- **INSTRUCTIONS TO FOLLOW**: Rewrite every line of the listing below as a numbered list, leaving out any blank lines.

[Collection entries]
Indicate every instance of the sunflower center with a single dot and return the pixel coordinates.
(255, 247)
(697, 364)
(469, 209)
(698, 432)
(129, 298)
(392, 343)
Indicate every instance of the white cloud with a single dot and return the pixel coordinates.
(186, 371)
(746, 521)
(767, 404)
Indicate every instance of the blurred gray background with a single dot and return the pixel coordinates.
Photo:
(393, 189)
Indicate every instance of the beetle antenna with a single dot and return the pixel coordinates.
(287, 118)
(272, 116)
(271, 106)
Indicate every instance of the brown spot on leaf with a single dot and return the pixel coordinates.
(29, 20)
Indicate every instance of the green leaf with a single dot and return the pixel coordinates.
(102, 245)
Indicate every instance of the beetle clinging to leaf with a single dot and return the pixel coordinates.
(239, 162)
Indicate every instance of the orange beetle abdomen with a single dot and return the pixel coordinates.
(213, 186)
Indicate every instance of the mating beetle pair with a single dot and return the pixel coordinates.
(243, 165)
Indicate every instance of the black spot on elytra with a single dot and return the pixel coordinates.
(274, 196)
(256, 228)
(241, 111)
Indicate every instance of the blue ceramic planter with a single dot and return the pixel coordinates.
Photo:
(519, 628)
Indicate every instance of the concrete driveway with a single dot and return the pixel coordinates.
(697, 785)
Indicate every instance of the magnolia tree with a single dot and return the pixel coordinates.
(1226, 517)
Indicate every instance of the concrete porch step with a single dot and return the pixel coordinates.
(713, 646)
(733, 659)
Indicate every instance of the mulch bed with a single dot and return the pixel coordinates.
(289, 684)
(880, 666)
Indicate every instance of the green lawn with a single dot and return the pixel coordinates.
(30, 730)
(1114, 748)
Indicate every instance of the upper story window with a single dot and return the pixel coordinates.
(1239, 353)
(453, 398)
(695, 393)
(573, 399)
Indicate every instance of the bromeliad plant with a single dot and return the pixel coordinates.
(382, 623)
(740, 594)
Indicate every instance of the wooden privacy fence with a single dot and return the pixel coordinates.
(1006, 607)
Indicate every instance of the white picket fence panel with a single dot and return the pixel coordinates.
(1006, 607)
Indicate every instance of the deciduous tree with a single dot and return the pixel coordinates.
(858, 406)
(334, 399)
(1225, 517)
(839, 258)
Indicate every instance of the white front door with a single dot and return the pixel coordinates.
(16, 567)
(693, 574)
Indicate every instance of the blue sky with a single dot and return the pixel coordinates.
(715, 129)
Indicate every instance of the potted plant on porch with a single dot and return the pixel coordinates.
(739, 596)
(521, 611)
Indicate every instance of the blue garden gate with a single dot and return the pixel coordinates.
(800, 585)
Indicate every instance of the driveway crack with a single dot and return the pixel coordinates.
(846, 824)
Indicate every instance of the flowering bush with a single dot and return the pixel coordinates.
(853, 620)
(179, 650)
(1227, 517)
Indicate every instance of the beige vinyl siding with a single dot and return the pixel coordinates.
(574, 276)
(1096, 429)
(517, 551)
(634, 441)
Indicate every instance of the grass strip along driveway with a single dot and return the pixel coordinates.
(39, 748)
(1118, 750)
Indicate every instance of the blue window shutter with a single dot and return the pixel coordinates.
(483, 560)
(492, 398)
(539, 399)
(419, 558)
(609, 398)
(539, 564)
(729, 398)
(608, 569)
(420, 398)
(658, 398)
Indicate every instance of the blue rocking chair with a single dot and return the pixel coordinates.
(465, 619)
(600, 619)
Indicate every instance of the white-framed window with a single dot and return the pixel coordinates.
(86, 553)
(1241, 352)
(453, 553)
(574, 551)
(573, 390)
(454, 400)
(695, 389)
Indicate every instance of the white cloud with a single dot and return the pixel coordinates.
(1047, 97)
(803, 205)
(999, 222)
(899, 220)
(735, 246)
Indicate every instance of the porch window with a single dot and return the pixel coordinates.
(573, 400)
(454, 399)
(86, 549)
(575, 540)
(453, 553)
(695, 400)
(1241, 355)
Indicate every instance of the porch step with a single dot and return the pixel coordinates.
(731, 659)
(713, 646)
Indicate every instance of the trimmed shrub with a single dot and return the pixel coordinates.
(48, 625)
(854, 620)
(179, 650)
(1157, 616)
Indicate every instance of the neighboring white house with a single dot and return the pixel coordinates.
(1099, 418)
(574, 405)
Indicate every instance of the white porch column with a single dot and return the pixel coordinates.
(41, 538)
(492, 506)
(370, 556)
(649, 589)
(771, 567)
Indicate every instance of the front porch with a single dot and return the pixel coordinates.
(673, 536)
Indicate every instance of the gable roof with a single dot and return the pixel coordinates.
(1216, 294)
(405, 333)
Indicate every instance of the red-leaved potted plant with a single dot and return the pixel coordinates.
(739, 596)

- **THE RESULT**:
1. Indicate every instance of the sunflower center with a single dot and return the pixel coordinates.
2. (255, 247)
3. (697, 364)
4. (469, 209)
5. (698, 432)
6. (129, 298)
7. (392, 343)
8. Indicate every instance of the white cloud with a single dot and return the pixel coordinates.
9. (186, 371)
10. (746, 521)
11. (767, 404)
12. Indicate every instance of the blurred gray background with a single dot and return the pixel coordinates.
13. Photo:
14. (393, 189)
15. Indicate every instance of the beetle antenna with a single dot and return the pixel coordinates.
16. (287, 118)
17. (272, 116)
18. (271, 106)
19. Indicate every instance of the brown spot on leaf with a single dot and return the pixel coordinates.
20. (29, 20)
21. Indicate every instance of the green leaf with a single dot and return the pixel coordinates.
22. (102, 245)
23. Indicate every instance of the beetle clinging to leaf with a single dot and return the pixel coordinates.
24. (239, 162)
25. Indicate every instance of the orange beetle abdomen with a single dot and return the pixel coordinates.
26. (213, 186)
27. Indicate every instance of the mating beetle pair with a single dot and return the pixel coordinates.
28. (243, 165)
29. Indicate every instance of the black spot on elytra with a single dot and return the pixel coordinates.
30. (274, 196)
31. (256, 228)
32. (241, 111)
33. Indicate every instance of the blue ceramic planter with a single dot and return the pixel coordinates.
34. Photo:
35. (519, 628)
36. Indicate every instance of the concrete driveway with a single dot and return the pixel coordinates.
37. (697, 785)
38. Indicate every instance of the magnolia tree with a single dot and return the pixel coordinates.
39. (1226, 517)
40. Indicate every instance of the concrete porch step with a single dot and return the pixel coordinates.
41. (713, 646)
42. (733, 659)
43. Indicate every instance of the mulch bed with a single dot and return the pixel coordinates.
44. (289, 684)
45. (880, 666)
46. Indicate every instance of the green lawn with a single dot and return the pixel coordinates.
47. (30, 730)
48. (1114, 748)
49. Indicate every instance of the upper story window with a single dot and return the pixel coordinates.
50. (1239, 353)
51. (453, 398)
52. (695, 393)
53. (573, 399)
54. Indicate every instance of the bromeliad plant with a single dot and return the pixel coordinates.
55. (382, 623)
56. (740, 594)
57. Indicate every instance of the wooden privacy fence with a single dot and return the pixel coordinates.
58. (1006, 607)
59. Indicate every instance of the white picket fence panel with a single dot and return the pixel coordinates.
60. (1006, 607)
61. Indicate every instance of the deciduous tree with a single dot and return the pixel coordinates.
62. (858, 406)
63. (334, 399)
64. (1225, 517)
65. (839, 258)
66. Indicate every instance of the white front door with a single dot and return the pixel coordinates.
67. (16, 567)
68. (693, 574)
69. Indicate every instance of the blue sky with a single dot and return the pixel coordinates.
70. (715, 129)
71. Indicate every instance of the potted plant on porch with a single dot and return the pixel coordinates.
72. (739, 596)
73. (521, 611)
74. Indicate every instance of the blue garden gate with a single dot and return the pixel coordinates.
75. (800, 585)
76. Indicate every instance of the driveway crack with a single dot and return the pixel coordinates.
77. (846, 824)
78. Indicate every instance of the flowering bush with a single dot and return the pixel coordinates.
79. (853, 620)
80. (179, 650)
81. (1227, 517)
82. Indicate every instance of the beige vinyl siding with a single dot and return the pixel coordinates.
83. (574, 276)
84. (1096, 429)
85. (517, 551)
86. (634, 441)
87. Indicate every instance of the grass strip along driveway with a single dot and return the pixel coordinates.
88. (39, 748)
89. (1118, 750)
90. Indicate every instance of the blue window shutter with a single dot and return the pixel coordinates.
91. (483, 560)
92. (492, 398)
93. (539, 399)
94. (419, 558)
95. (609, 398)
96. (539, 564)
97. (729, 398)
98. (608, 569)
99. (420, 398)
100. (658, 398)
101. Indicate every instance of the blue rocking chair with a single dot and return the pixel coordinates.
102. (465, 619)
103. (600, 619)
104. Indicate every instance of the white-framed window with a single dot and return the pixel coordinates.
105. (86, 553)
106. (1241, 352)
107. (453, 553)
108. (574, 551)
109. (573, 390)
110. (454, 400)
111. (695, 389)
112. Indicate every instance of the white cloud with a single dot and return the pixel coordinates.
113. (1047, 97)
114. (803, 205)
115. (999, 222)
116. (899, 220)
117. (735, 246)
118. Indicate every instance of the porch window with a single dot and return the pixel coordinates.
119. (573, 400)
120. (454, 399)
121. (86, 549)
122. (575, 540)
123. (453, 553)
124. (695, 400)
125. (1241, 355)
126. Indicate every instance of the porch step with a single dot and return the pixel coordinates.
127. (731, 659)
128. (713, 646)
129. Indicate every instance of the trimmed shrub with a single dot and return the pixel coordinates.
130. (48, 625)
131. (854, 620)
132. (179, 650)
133. (1157, 616)
134. Indicate every instance of the neighboring white house with a single dot and return the pixel coordinates.
135. (1099, 418)
136. (574, 405)
137. Indicate every instance of the white porch column with a single dot and return the pixel coordinates.
138. (41, 538)
139. (492, 506)
140. (370, 556)
141. (649, 589)
142. (771, 567)
143. Indicate every instance of the front porch with a single dot and return the pixel coordinates.
144. (673, 536)
145. Indicate every instance of the gable roof with a single dot and return the pixel coordinates.
146. (1216, 294)
147. (405, 333)
148. Indicate every instance of the red-leaved potted plant with a single dot and return the pixel coordinates.
149. (739, 596)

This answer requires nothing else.